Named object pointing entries
[BEGIN]
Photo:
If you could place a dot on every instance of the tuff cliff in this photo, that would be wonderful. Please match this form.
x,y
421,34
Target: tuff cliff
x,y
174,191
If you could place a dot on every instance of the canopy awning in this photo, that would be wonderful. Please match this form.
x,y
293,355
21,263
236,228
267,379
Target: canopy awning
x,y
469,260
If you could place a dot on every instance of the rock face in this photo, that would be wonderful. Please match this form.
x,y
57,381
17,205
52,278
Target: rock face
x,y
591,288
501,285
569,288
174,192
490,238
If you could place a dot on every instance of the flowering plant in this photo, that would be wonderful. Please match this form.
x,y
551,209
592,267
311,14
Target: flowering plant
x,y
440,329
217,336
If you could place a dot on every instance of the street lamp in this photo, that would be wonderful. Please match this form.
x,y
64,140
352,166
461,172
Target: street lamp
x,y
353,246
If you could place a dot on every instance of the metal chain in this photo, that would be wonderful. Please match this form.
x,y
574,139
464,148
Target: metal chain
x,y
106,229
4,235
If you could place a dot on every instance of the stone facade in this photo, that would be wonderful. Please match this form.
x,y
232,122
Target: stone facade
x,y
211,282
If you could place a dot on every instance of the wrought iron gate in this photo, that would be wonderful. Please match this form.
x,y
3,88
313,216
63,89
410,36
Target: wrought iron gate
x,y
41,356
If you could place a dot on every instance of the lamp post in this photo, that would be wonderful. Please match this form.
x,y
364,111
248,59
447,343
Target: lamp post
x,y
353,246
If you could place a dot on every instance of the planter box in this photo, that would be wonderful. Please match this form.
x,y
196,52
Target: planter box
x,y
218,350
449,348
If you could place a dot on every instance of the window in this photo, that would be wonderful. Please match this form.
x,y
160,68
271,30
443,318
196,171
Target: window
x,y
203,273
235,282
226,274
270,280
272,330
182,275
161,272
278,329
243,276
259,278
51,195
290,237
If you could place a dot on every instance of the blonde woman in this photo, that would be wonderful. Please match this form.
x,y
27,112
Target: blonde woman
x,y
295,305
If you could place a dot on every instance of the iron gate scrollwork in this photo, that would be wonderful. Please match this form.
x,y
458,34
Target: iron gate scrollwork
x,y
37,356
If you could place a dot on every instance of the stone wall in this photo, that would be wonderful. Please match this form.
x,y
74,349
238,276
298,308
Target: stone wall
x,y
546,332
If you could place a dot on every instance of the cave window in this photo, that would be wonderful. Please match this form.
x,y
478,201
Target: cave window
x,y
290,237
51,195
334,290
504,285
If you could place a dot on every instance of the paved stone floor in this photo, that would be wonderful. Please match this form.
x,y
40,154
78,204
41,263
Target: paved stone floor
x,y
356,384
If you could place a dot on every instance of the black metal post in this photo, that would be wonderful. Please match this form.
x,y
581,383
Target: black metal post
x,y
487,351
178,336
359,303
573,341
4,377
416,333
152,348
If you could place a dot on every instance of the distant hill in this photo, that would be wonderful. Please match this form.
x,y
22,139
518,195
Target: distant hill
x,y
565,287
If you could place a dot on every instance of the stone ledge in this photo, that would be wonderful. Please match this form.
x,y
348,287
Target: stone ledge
[END]
## Aim:
Copy word for word every line in the rows above, from the line containing "of the distant" through the last line of the rows, with both ends included.

## Written answer:
If you could place a dot on every instance of the distant hill in this photo, that would be wonderful. Please match this form.
x,y
22,139
518,195
Target: distant hill
x,y
565,287
If you could place a dot on every instance of the stone ledge in this photo, that would be wonderful. Please match this form.
x,y
348,287
Target: stone ledge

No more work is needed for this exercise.